- _Instructions for the task_:
Swap "entry door" for "front door" in the data from the line with "# mark one dot per instance, written like column 623, row" to the line with "column 187, row 227", and write out only those lines with everything else left as it is.

- _Data entries_:
------

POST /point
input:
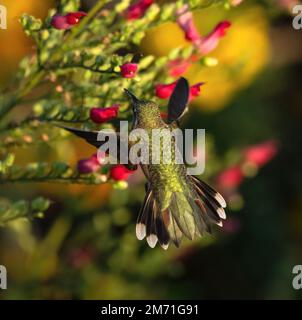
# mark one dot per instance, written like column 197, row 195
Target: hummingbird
column 176, row 204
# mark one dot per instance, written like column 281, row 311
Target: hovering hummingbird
column 175, row 203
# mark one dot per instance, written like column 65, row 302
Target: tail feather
column 189, row 213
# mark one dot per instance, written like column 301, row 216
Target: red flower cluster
column 129, row 70
column 138, row 9
column 66, row 22
column 210, row 42
column 256, row 155
column 178, row 67
column 119, row 172
column 203, row 44
column 101, row 115
column 164, row 91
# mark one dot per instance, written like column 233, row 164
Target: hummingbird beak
column 132, row 97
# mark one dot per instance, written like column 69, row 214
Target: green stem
column 39, row 75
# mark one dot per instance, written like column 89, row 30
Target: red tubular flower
column 178, row 67
column 101, row 115
column 129, row 70
column 185, row 21
column 164, row 91
column 138, row 9
column 89, row 165
column 66, row 22
column 120, row 173
column 210, row 42
column 60, row 22
column 230, row 178
column 75, row 17
column 195, row 90
column 260, row 154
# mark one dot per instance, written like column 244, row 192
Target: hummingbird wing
column 178, row 102
column 150, row 223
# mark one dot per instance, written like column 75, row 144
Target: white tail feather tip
column 220, row 199
column 152, row 240
column 140, row 231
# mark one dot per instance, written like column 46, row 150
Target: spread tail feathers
column 189, row 213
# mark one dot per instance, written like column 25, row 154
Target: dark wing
column 89, row 136
column 178, row 101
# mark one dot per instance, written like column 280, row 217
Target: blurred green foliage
column 85, row 245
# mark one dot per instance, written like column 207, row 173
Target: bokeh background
column 85, row 246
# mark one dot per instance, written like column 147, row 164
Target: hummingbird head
column 146, row 113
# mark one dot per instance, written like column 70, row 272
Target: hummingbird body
column 164, row 178
column 175, row 203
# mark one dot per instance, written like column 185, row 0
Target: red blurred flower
column 260, row 154
column 60, row 22
column 164, row 91
column 195, row 90
column 178, row 67
column 209, row 43
column 75, row 17
column 89, row 165
column 164, row 115
column 66, row 22
column 101, row 115
column 230, row 178
column 119, row 172
column 185, row 21
column 138, row 9
column 129, row 70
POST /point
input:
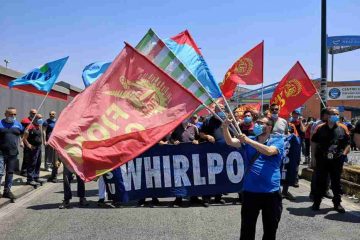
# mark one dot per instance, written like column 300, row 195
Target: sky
column 35, row 32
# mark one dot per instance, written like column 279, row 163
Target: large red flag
column 293, row 90
column 129, row 109
column 248, row 70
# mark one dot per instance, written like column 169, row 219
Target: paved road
column 36, row 216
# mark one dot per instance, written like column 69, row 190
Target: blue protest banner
column 178, row 171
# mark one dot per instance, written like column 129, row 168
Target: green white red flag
column 156, row 50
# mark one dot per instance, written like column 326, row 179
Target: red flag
column 293, row 90
column 248, row 70
column 129, row 109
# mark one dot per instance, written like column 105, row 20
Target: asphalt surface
column 36, row 216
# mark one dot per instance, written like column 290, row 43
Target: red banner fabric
column 293, row 90
column 248, row 70
column 125, row 112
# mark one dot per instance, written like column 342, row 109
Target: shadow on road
column 301, row 199
column 347, row 217
column 133, row 204
column 307, row 211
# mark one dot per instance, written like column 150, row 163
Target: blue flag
column 93, row 71
column 185, row 48
column 43, row 78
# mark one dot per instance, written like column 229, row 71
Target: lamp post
column 323, row 81
column 6, row 62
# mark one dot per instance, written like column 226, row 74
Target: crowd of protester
column 324, row 143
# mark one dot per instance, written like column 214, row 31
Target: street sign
column 341, row 44
column 343, row 93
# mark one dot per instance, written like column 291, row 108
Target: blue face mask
column 258, row 129
column 247, row 119
column 221, row 115
column 334, row 118
column 10, row 119
column 274, row 115
column 40, row 122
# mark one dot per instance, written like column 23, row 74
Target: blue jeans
column 33, row 165
column 8, row 163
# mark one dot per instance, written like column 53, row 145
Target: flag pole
column 262, row 97
column 322, row 102
column 232, row 128
column 41, row 104
column 231, row 113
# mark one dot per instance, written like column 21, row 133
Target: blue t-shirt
column 264, row 174
column 9, row 136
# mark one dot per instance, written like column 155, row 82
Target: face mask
column 247, row 119
column 39, row 122
column 258, row 129
column 221, row 115
column 274, row 115
column 334, row 118
column 10, row 119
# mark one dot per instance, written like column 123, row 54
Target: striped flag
column 156, row 50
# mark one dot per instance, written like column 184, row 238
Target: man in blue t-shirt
column 261, row 182
column 10, row 132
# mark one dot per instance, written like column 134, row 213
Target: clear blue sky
column 35, row 32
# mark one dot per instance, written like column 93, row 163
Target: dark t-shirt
column 34, row 135
column 330, row 140
column 25, row 122
column 357, row 127
column 248, row 130
column 212, row 126
column 9, row 137
column 298, row 128
column 49, row 124
column 187, row 134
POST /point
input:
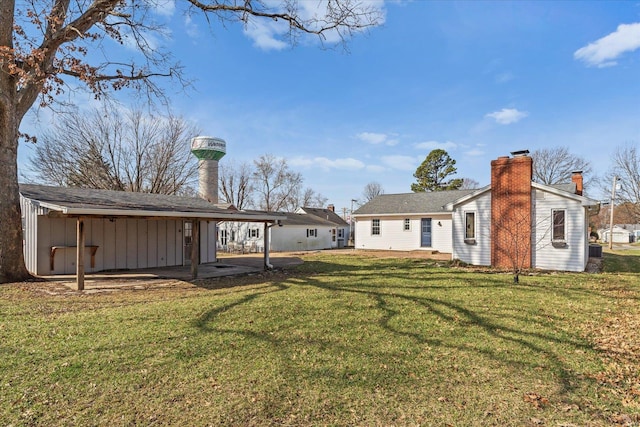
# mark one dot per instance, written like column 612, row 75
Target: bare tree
column 555, row 165
column 371, row 190
column 515, row 233
column 110, row 149
column 44, row 45
column 469, row 184
column 626, row 167
column 307, row 197
column 236, row 186
column 275, row 184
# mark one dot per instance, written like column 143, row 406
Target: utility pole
column 613, row 197
column 351, row 223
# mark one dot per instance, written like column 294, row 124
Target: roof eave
column 232, row 216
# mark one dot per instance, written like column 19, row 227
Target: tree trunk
column 12, row 266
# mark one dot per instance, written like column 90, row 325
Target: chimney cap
column 519, row 153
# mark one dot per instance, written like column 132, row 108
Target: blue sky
column 479, row 79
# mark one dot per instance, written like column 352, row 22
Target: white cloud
column 326, row 163
column 432, row 145
column 405, row 163
column 474, row 152
column 271, row 35
column 376, row 138
column 265, row 33
column 604, row 51
column 507, row 116
column 164, row 7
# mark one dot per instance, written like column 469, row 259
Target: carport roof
column 72, row 201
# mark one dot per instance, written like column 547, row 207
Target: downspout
column 267, row 264
column 267, row 230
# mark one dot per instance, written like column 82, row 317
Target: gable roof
column 411, row 203
column 84, row 201
column 323, row 213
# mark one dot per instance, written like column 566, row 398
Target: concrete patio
column 231, row 265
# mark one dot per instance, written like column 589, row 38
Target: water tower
column 208, row 150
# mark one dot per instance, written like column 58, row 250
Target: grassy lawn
column 341, row 340
column 626, row 260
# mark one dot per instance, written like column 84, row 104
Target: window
column 188, row 232
column 470, row 227
column 375, row 227
column 559, row 225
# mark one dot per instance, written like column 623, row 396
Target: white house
column 306, row 229
column 410, row 221
column 119, row 230
column 512, row 223
column 620, row 235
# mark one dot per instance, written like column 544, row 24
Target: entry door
column 425, row 239
column 187, row 227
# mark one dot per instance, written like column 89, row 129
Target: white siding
column 574, row 255
column 294, row 238
column 478, row 253
column 30, row 229
column 393, row 236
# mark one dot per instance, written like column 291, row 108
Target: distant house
column 306, row 229
column 119, row 230
column 512, row 221
column 620, row 235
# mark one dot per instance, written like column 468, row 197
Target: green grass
column 340, row 341
column 618, row 261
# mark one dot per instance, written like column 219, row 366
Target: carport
column 123, row 230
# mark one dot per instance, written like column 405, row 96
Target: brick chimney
column 511, row 210
column 576, row 178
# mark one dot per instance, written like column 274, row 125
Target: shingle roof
column 411, row 203
column 326, row 214
column 306, row 220
column 569, row 187
column 77, row 200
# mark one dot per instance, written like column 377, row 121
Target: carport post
column 80, row 254
column 267, row 264
column 195, row 247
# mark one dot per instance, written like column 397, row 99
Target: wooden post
column 80, row 254
column 195, row 247
column 267, row 263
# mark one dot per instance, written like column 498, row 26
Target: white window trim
column 470, row 240
column 379, row 227
column 562, row 241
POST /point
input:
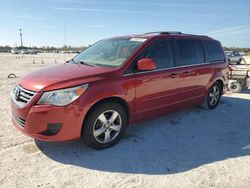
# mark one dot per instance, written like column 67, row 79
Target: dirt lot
column 191, row 148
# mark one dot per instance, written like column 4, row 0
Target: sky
column 83, row 22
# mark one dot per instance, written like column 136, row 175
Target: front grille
column 21, row 96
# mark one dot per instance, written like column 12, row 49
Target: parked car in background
column 15, row 51
column 119, row 81
column 233, row 57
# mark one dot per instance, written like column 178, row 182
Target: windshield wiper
column 84, row 63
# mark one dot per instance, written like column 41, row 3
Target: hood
column 63, row 76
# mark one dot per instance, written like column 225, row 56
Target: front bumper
column 49, row 123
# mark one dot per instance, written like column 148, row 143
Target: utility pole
column 21, row 37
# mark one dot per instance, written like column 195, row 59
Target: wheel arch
column 116, row 99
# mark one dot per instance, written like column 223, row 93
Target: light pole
column 21, row 37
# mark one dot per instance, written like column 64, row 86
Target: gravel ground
column 190, row 148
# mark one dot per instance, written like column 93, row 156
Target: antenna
column 21, row 37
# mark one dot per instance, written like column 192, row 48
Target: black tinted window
column 160, row 51
column 214, row 51
column 189, row 52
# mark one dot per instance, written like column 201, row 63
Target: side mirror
column 146, row 64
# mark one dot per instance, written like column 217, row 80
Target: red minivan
column 119, row 81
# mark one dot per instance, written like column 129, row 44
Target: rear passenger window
column 160, row 51
column 214, row 51
column 189, row 52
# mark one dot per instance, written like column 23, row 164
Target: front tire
column 105, row 125
column 213, row 97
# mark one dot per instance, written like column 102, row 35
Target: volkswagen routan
column 118, row 82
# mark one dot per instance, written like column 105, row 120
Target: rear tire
column 105, row 125
column 213, row 97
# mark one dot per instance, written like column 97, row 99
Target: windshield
column 110, row 52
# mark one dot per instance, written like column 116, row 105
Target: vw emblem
column 17, row 93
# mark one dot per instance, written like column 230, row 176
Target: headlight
column 62, row 97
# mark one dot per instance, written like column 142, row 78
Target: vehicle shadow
column 171, row 144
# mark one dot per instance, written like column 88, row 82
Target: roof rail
column 164, row 32
column 176, row 33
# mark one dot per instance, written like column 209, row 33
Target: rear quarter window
column 214, row 51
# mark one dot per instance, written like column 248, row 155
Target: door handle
column 187, row 73
column 174, row 75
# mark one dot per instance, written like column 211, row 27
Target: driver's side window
column 161, row 52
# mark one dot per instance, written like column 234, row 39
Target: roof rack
column 164, row 32
column 175, row 33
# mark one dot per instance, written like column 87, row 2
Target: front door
column 157, row 91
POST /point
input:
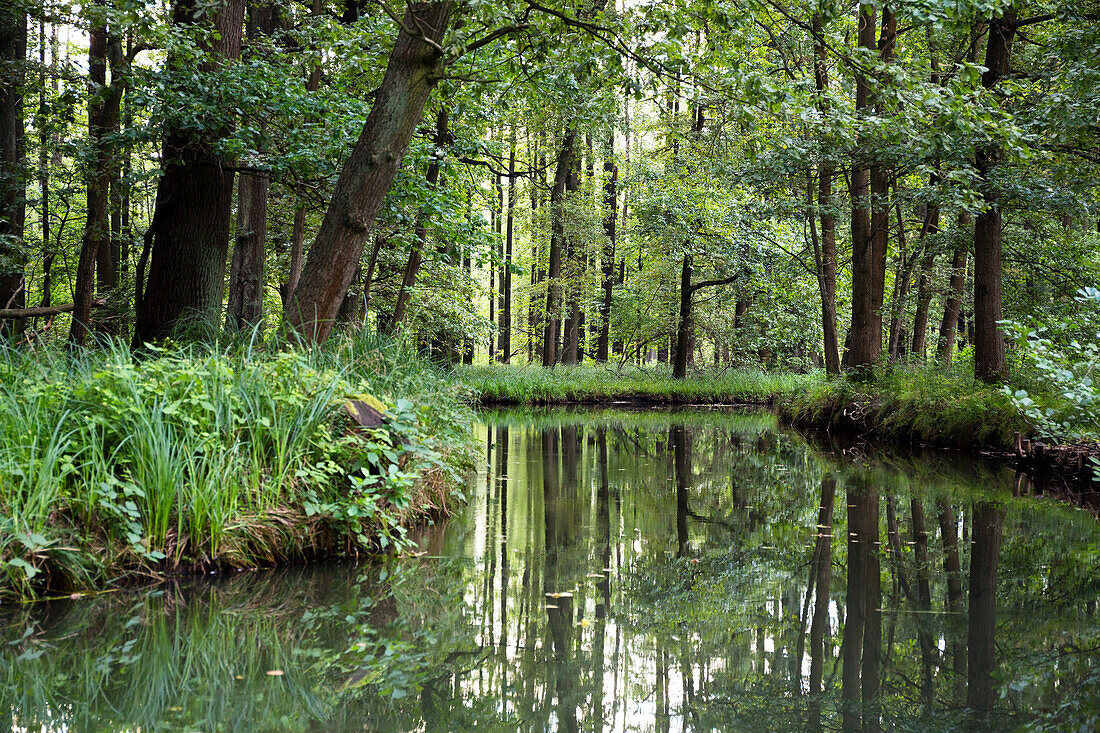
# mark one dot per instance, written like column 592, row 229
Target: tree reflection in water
column 618, row 572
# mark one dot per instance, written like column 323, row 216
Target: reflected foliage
column 616, row 571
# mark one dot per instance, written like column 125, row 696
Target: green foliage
column 935, row 405
column 198, row 456
column 523, row 384
column 1065, row 356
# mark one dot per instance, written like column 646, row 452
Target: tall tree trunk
column 683, row 323
column 12, row 163
column 989, row 362
column 865, row 336
column 103, row 107
column 611, row 214
column 928, row 228
column 194, row 203
column 411, row 73
column 953, row 304
column 825, row 252
column 504, row 327
column 245, row 304
column 442, row 140
column 562, row 171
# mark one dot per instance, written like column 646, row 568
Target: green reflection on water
column 622, row 571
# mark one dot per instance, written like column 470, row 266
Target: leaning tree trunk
column 414, row 69
column 989, row 362
column 12, row 165
column 190, row 226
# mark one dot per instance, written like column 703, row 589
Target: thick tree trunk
column 194, row 203
column 411, row 73
column 611, row 214
column 683, row 323
column 865, row 337
column 96, row 264
column 989, row 362
column 953, row 304
column 12, row 163
column 562, row 171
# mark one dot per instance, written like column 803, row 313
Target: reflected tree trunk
column 985, row 557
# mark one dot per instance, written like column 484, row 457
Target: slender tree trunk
column 989, row 362
column 194, row 201
column 245, row 304
column 611, row 214
column 953, row 304
column 683, row 323
column 12, row 164
column 928, row 228
column 504, row 327
column 411, row 73
column 103, row 108
column 416, row 256
column 562, row 171
column 865, row 336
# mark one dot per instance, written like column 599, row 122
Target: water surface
column 619, row 571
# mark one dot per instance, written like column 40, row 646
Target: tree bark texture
column 12, row 163
column 103, row 108
column 865, row 337
column 562, row 170
column 190, row 223
column 611, row 214
column 244, row 308
column 411, row 73
column 416, row 256
column 989, row 361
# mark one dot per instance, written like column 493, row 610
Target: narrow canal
column 619, row 571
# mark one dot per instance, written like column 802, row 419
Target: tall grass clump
column 935, row 404
column 603, row 383
column 199, row 456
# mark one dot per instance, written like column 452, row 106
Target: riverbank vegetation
column 117, row 468
column 519, row 384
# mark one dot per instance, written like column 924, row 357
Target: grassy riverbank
column 943, row 407
column 521, row 384
column 200, row 457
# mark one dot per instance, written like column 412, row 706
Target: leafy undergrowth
column 928, row 405
column 523, row 384
column 204, row 456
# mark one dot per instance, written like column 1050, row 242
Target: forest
column 670, row 364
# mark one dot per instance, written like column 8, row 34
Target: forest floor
column 119, row 470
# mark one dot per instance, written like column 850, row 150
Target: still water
column 619, row 571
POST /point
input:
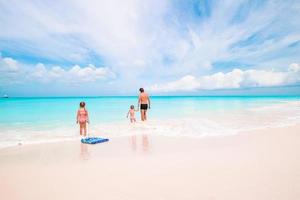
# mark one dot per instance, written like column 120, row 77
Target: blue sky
column 77, row 48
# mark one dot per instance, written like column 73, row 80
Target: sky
column 169, row 47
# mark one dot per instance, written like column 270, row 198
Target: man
column 143, row 104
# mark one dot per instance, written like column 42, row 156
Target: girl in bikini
column 82, row 118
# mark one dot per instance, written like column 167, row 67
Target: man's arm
column 148, row 101
column 77, row 117
column 139, row 102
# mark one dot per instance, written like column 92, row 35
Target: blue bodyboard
column 94, row 140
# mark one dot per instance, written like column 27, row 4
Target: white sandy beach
column 262, row 164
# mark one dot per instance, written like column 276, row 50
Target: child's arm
column 77, row 117
column 139, row 102
column 87, row 117
column 149, row 101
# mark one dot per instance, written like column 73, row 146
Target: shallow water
column 30, row 120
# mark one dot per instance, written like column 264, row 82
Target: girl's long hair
column 82, row 105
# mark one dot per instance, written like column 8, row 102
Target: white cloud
column 8, row 65
column 145, row 41
column 41, row 73
column 237, row 78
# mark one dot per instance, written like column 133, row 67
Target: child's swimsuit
column 144, row 106
column 82, row 115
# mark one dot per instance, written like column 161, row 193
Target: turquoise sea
column 26, row 119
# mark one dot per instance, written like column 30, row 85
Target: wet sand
column 262, row 164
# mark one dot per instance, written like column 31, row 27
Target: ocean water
column 35, row 120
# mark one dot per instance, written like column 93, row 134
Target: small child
column 131, row 112
column 82, row 118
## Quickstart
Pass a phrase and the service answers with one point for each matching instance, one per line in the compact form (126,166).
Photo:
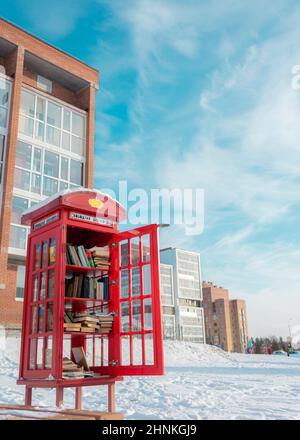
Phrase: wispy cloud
(54,19)
(209,104)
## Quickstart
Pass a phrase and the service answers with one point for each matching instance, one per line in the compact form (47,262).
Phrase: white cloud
(243,149)
(57,18)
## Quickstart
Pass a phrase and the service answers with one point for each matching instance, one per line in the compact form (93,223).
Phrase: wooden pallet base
(16,412)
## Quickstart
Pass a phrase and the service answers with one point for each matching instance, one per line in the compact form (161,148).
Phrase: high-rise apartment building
(217,316)
(47,104)
(225,320)
(189,317)
(239,325)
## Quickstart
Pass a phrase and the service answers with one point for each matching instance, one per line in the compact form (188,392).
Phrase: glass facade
(5,87)
(189,315)
(50,157)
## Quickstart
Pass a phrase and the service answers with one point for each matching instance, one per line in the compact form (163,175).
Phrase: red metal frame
(134,267)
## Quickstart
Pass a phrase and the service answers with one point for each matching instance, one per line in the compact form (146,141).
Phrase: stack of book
(72,327)
(79,256)
(80,286)
(71,370)
(87,323)
(101,258)
(106,322)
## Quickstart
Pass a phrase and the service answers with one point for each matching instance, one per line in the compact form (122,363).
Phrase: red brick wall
(10,309)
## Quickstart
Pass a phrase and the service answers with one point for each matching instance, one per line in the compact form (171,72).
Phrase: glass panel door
(139,308)
(41,294)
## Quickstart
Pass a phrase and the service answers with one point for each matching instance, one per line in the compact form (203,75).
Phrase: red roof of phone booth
(89,201)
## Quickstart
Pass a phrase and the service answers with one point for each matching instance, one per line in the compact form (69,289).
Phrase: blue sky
(197,94)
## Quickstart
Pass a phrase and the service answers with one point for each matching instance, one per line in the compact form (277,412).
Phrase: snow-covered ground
(200,382)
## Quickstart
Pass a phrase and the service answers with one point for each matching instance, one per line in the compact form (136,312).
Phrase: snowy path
(201,382)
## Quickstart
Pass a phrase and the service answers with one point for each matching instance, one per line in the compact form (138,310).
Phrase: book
(82,256)
(86,319)
(80,358)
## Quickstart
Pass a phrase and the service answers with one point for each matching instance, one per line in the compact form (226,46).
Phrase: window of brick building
(20,282)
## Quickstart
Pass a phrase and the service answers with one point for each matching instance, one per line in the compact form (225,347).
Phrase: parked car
(279,352)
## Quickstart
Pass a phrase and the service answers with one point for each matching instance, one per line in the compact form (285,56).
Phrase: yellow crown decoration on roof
(96,203)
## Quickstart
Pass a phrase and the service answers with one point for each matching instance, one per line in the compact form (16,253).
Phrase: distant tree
(275,344)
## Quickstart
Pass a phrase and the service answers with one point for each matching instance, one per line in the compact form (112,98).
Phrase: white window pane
(78,123)
(54,115)
(20,281)
(23,155)
(40,108)
(27,103)
(50,186)
(64,167)
(36,183)
(65,143)
(39,130)
(22,179)
(63,186)
(37,154)
(17,237)
(51,164)
(77,145)
(66,119)
(26,125)
(4,92)
(53,136)
(3,117)
(76,172)
(18,207)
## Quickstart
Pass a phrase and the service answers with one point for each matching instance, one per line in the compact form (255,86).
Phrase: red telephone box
(88,219)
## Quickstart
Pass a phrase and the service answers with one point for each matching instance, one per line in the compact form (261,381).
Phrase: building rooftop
(45,59)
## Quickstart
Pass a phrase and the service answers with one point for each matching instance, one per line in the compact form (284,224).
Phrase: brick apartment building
(225,320)
(47,105)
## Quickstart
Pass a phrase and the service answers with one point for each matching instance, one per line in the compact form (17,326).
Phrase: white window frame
(35,120)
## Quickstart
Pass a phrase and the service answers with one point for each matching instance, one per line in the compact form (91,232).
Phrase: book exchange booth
(92,309)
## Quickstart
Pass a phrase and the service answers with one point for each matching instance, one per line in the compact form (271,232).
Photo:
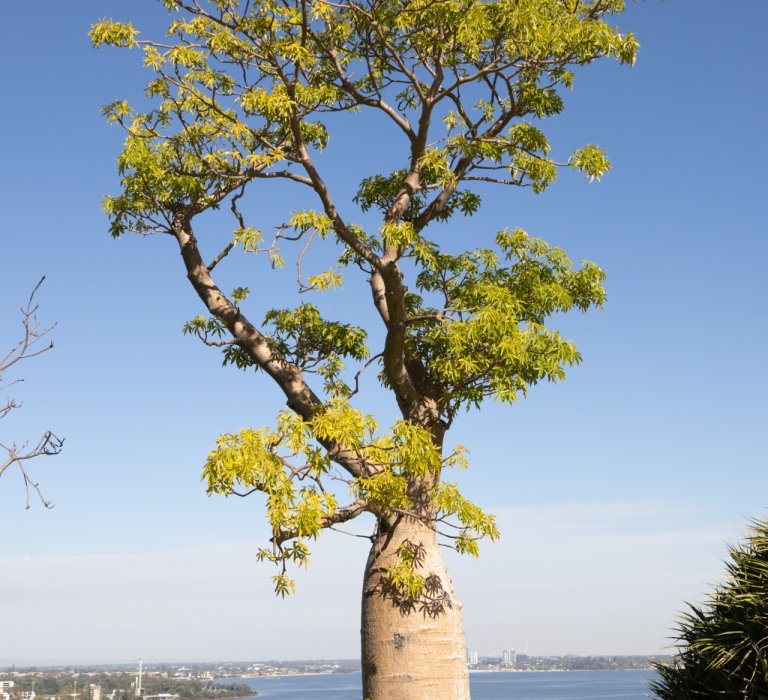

------

- _Solution for this exercise_:
# mark one dot per instance, written like column 623, row 396
Target: white house
column 306, row 229
column 410, row 221
column 119, row 230
column 512, row 223
column 620, row 235
# mark one dot per instance, written like column 544, row 24
Target: front door
column 425, row 239
column 187, row 227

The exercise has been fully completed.